◆ SCHRIFTELIJKE OPDRACHT ◆
Tel het aantal regels in de rijen hieronder waarin de tekenreeks "sign" voorkomt. Geef alleen dat getal.

==== GEGEVENS BIJ OPDRACHT ====

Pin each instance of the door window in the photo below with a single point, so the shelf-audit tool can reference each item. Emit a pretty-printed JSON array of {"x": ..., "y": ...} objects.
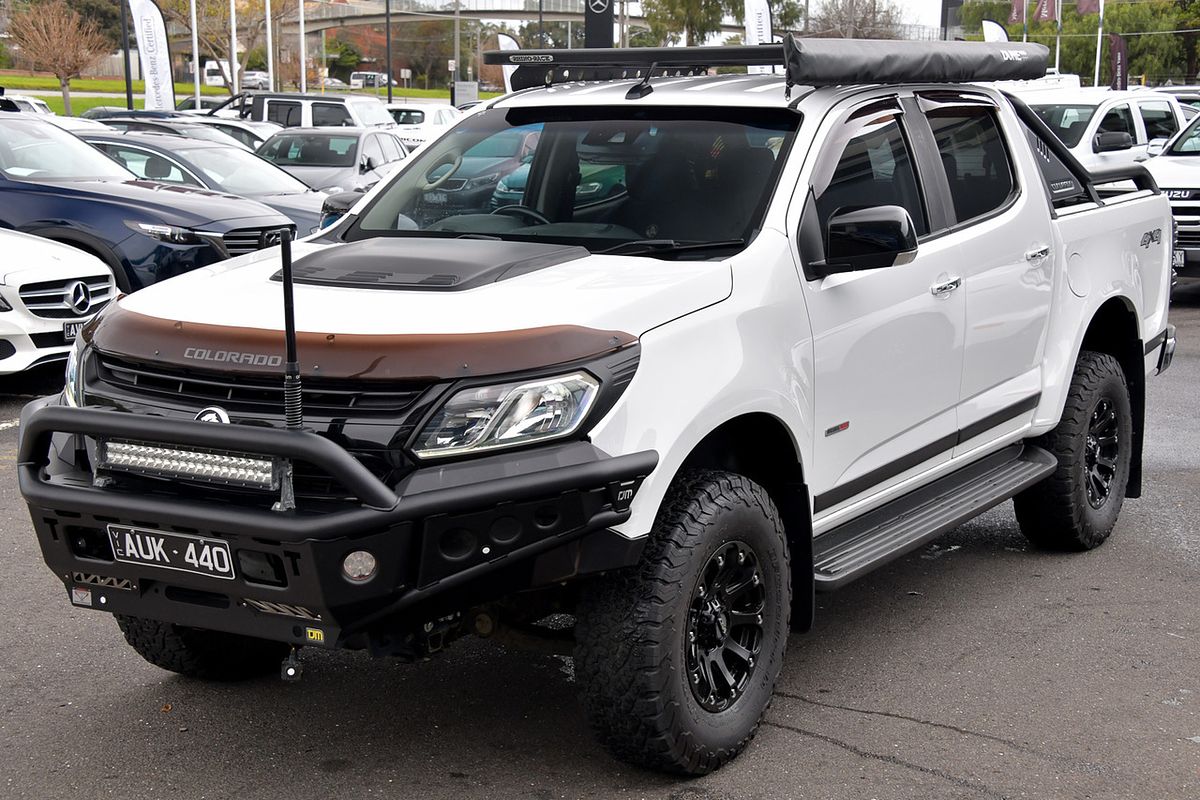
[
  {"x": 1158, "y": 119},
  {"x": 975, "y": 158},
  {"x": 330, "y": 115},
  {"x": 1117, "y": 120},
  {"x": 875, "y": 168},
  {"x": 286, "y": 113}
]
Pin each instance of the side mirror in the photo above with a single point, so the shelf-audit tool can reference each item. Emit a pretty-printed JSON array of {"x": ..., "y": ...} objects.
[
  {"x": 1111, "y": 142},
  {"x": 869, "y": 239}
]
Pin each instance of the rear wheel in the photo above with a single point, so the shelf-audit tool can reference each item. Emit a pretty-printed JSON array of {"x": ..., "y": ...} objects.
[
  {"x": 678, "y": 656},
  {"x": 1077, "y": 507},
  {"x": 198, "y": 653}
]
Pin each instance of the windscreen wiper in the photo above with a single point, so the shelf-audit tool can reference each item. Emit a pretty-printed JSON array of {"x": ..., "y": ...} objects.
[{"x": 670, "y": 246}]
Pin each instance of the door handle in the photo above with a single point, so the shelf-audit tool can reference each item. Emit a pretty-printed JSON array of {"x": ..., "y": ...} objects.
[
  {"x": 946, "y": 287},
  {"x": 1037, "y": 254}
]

====
==== GEGEVENS BIJ OPDRACHT ====

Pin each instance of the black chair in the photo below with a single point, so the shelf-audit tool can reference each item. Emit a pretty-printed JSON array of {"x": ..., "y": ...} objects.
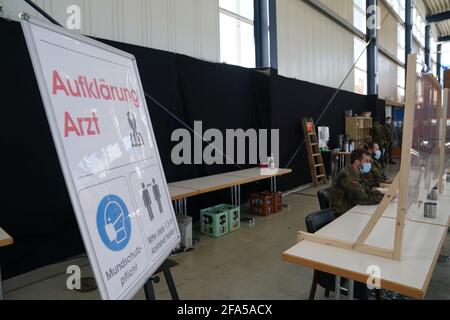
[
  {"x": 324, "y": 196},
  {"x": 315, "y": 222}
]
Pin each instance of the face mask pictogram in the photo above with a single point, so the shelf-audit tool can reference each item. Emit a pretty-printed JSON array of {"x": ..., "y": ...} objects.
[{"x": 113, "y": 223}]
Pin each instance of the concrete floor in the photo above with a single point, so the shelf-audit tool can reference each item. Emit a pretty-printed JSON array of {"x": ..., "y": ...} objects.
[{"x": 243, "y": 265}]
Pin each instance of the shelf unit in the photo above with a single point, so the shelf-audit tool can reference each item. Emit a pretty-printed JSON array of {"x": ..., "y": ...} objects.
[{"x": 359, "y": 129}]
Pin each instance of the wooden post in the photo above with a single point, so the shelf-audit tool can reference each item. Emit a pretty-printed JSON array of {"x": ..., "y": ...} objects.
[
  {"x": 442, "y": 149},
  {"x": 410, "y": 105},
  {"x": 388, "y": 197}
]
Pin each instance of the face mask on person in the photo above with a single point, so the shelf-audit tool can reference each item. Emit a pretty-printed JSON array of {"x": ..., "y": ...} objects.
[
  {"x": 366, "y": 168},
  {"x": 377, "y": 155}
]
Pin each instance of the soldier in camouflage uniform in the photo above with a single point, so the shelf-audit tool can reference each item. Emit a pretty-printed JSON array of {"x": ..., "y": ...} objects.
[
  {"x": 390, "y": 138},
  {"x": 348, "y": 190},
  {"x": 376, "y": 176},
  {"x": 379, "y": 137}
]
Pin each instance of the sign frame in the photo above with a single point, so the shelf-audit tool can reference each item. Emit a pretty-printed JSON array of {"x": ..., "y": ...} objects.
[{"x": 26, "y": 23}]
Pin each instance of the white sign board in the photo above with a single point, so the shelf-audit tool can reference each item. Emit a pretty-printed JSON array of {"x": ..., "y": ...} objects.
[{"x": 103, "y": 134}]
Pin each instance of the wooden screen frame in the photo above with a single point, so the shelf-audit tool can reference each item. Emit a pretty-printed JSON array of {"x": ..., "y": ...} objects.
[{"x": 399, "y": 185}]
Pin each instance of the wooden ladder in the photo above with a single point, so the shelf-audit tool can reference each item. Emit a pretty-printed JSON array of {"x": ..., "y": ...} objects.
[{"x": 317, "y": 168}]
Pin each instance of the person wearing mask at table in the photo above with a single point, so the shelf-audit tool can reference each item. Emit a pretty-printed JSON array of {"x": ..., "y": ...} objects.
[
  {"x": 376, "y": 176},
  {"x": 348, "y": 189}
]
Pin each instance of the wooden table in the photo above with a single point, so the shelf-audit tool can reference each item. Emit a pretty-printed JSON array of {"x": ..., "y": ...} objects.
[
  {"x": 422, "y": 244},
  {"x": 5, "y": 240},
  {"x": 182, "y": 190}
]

====
==== GEGEVENS BIJ OPDRACHT ====

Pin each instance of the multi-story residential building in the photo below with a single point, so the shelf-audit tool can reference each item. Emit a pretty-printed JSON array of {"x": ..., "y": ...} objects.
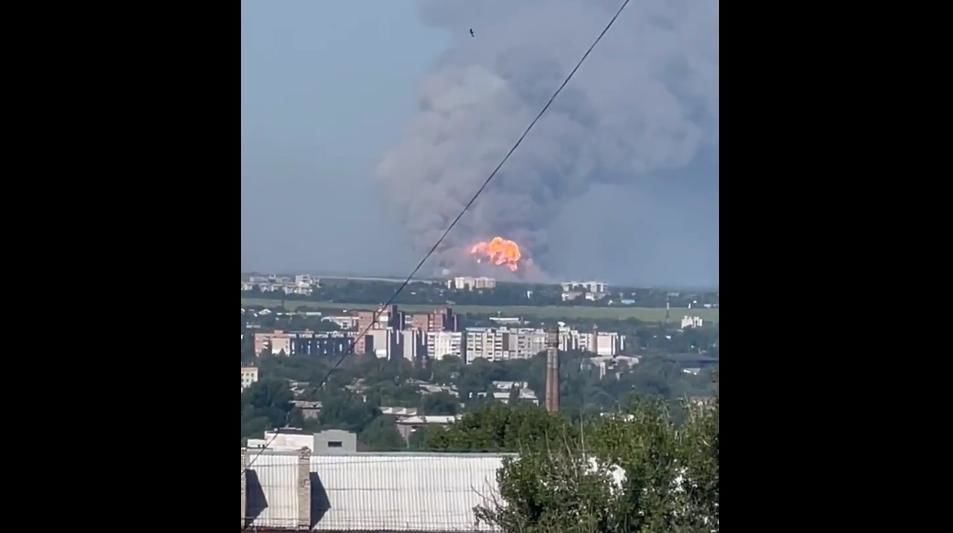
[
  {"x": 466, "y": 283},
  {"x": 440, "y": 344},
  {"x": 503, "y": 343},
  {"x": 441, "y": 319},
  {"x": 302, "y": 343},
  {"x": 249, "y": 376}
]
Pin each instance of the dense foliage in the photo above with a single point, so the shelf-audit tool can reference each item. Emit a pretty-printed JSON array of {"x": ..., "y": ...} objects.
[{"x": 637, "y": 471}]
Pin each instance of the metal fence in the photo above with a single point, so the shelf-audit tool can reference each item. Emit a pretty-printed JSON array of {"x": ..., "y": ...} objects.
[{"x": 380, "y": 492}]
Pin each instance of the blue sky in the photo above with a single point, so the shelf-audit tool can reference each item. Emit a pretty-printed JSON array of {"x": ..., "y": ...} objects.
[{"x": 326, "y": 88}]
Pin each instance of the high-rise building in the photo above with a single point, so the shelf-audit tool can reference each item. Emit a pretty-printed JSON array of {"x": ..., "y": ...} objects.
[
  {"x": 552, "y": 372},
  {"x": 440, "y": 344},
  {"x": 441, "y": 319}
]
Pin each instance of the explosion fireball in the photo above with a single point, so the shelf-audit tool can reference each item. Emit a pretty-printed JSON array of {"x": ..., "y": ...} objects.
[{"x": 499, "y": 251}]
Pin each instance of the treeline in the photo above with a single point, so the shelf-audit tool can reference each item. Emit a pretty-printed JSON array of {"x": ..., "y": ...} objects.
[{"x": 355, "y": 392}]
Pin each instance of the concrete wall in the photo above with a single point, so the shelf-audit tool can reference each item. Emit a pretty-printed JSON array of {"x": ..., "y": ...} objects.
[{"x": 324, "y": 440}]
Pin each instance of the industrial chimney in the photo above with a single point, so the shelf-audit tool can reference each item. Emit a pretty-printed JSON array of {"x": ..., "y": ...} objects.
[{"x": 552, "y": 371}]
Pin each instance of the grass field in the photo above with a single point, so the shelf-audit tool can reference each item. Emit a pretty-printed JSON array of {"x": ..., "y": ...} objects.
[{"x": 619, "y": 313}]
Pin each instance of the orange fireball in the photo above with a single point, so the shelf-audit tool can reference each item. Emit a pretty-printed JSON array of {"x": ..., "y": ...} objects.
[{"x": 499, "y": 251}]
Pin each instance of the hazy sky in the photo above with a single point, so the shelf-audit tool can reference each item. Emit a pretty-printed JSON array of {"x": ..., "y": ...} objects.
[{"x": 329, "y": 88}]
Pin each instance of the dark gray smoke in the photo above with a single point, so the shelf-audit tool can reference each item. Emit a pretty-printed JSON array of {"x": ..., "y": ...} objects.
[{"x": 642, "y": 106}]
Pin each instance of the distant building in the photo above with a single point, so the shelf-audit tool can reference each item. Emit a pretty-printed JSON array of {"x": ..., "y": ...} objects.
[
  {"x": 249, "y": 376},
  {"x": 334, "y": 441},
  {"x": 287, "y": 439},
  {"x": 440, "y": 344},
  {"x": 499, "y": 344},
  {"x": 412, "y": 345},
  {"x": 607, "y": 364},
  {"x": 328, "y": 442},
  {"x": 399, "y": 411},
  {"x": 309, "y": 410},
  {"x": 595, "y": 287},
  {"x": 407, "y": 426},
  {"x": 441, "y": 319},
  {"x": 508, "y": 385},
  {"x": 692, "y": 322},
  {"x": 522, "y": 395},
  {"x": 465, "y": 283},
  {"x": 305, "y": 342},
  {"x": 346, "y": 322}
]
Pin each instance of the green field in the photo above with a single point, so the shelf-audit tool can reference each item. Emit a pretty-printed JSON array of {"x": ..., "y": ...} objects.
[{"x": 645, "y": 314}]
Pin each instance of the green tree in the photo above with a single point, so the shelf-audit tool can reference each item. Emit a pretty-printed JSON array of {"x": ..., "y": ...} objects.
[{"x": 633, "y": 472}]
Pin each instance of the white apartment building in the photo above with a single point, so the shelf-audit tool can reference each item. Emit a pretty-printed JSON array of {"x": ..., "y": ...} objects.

====

◆ OPLOSSING ◆
2